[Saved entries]
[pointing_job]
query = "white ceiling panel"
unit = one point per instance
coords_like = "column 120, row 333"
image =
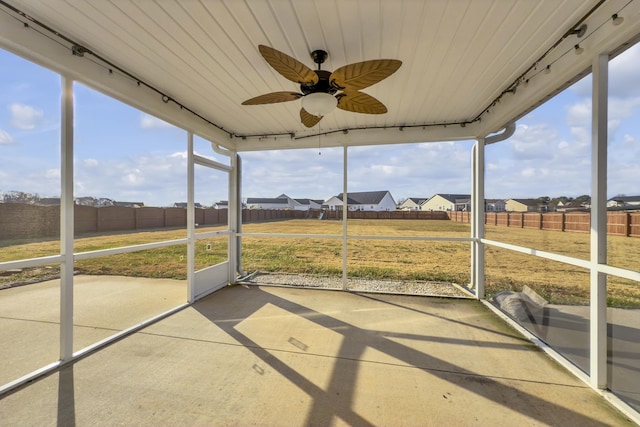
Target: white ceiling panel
column 459, row 57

WHAT YOU WILL DO. Copy every line of the data exactly as written, excluding the pictures.

SOLUTION.
[pointing_job]
query = "white ceiling panel"
unit = one point per instance
coords_like = "column 120, row 333"
image =
Target: white ceiling panel
column 459, row 57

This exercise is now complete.